Save the Soil: Save the Air
US - An eight-acre plot of black loam in Pennsylvania "sucks pollution out of the air like a giant siphon," according to the Washington Post. The corn and soybean patch created by the Rodale Institute shows how organic farming can rank alongside reforestation as one of the best ways to remove carbon from the air and reduce the greenhouse effect. The Clinton Administration is warming to the idea of Corn Belt states incorporating Rodale's farming techniques to grow crops and store millions of metric tons of CO2 - equivalent to the CO2 emissions of Iraq, Egypt, Greece, Denmark and Sweden.
Petroleum Weather Accelerates
GERMANY - Munich Re, the world's largest reinsurance company, and Worldwatch Institute report that the first 11 months of 1998 set a world record for damage from violent weather. The total, as of November 25, was $89 billion - greater than the weather-related losses for all of the 1980s. Floods, storms and hurricanes claimed an estimated 32,000 lives and drove 300 million people from their homes (a number larger than the population of the US). "There's a human fingerprint in natural disasters," warned Worldwatch climate expert Seth Dunn. "We're making them more frequent and more intense and… more destructive." The $89 billion does not account for long-term damages from crop failures, environmental collapse and disease.
"Canned Lions"
SOUTH AFRICA - Last November, millionaire banana farmer Roy Plath sold 17 hand-raised lions to a game ranch in Mozambique where hunters from Germany and the US pay as much as £12,000 to shoot trophy animals. South Africa, which benefits from the business of more than 6,000 foreign hunters a year, failed to halt the sale of these so-called "canned lions."

» Tasks to complete
a - Using the environmental news briefs, answer each question below and label each answer with the same numeral as its question.
(i) Which organization created the corn and soybean plot in Pennsylvania?
(ii) What total in weather damage had been reached as of November 25?
(iii) How many hand-raised lions did Roy Plath sell?
b - Continue the environmental news briefs from the final sentence about the sale of "canned lions."

» Extracted records
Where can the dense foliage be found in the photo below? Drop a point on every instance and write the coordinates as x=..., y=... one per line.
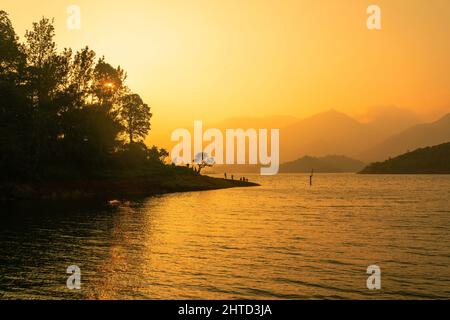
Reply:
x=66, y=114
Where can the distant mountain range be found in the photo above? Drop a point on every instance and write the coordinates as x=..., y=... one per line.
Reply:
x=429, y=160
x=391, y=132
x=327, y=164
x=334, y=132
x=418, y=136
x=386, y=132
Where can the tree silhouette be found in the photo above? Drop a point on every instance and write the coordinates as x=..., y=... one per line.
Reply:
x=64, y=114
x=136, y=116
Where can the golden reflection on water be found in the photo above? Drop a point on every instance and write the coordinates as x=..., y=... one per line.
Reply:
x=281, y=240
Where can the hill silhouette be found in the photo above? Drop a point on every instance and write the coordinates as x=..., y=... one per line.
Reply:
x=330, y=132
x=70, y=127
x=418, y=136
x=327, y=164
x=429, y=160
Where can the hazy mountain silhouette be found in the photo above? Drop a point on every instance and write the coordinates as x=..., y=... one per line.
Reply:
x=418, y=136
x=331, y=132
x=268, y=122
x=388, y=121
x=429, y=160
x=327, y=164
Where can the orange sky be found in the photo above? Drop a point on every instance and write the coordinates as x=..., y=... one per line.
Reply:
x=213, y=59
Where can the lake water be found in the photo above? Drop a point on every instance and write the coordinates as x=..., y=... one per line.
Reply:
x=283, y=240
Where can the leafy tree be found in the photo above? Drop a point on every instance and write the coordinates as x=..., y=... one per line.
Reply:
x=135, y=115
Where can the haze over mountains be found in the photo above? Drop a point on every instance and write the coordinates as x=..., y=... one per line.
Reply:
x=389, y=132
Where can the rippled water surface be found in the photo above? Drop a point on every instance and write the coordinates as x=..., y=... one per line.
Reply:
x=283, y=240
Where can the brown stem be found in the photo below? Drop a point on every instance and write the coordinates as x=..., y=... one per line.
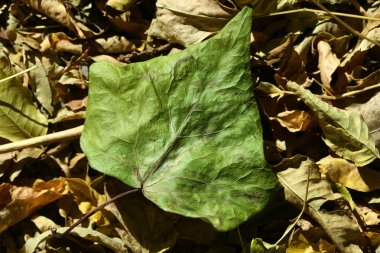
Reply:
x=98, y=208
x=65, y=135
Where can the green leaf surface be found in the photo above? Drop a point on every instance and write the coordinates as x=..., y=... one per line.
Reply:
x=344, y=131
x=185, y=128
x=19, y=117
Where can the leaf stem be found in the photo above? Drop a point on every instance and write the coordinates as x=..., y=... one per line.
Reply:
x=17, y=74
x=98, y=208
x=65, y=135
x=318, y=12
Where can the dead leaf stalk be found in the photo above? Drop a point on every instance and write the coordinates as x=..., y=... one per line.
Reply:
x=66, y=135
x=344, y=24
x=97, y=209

* * *

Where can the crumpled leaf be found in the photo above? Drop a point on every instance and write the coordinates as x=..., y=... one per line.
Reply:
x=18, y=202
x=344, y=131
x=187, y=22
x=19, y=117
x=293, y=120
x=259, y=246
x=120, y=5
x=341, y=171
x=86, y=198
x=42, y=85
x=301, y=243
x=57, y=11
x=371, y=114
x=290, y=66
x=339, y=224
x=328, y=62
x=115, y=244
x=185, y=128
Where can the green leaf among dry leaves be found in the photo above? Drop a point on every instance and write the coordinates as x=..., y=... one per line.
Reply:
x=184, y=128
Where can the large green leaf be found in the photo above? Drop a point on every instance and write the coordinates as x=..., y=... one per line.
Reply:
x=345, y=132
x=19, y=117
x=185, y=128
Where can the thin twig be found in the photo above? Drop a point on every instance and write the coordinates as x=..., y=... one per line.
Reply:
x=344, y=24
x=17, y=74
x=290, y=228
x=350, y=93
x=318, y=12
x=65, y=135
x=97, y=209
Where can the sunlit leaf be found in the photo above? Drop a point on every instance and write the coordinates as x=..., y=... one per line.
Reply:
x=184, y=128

--

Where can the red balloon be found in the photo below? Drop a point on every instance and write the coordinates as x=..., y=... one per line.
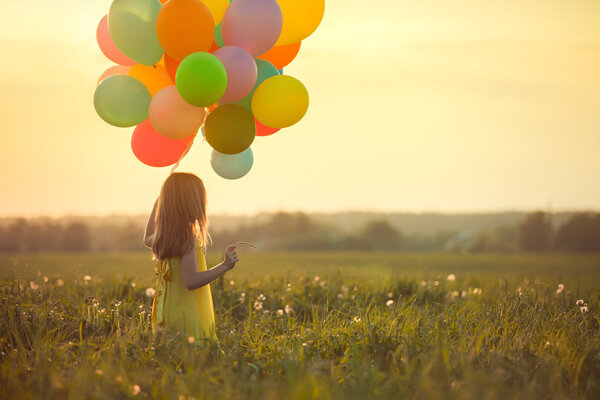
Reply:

» Numbered responses
a -
(i) The Rodale Institute
(ii) $89 billion
(iii) 17

b -
Genetic Engineering in Your Mouth
US - Did you know that 60-70 percent of the foods on US grocery shelves now contain genetically modified organisms (GMOs)? Unlike shoppers in the European Community, where all foods containing GMOs are set to be clearly labeled, US consumers are given no warning that they may be feeding their children a dose of GMOs when they offer a bowl of cornflakes, a pizza or even baby formula. Germany and Switzerland have banned GMOs in food. Austria and Norway are considering bans. In the US, however, the FDA requires no labeling and no safety testing for GMO foods additives. "Genetic pollution is irreversible," warns Mothers for Natural Law [PO Box 1177, Fairfield, IA 52556, (515) 472-2809, fax: -2683, www.safe-food.org], "Whether we like it or not, we have all been conscripted into the largest food experiment in the history of the human race." The Mothers fought back by gathering one million signatures on their "Consumer Right to Know" petition demanding a ban on the use of GMOs until they are proven safe and clear labeling of all products that currently contain these very unnatural ingredients.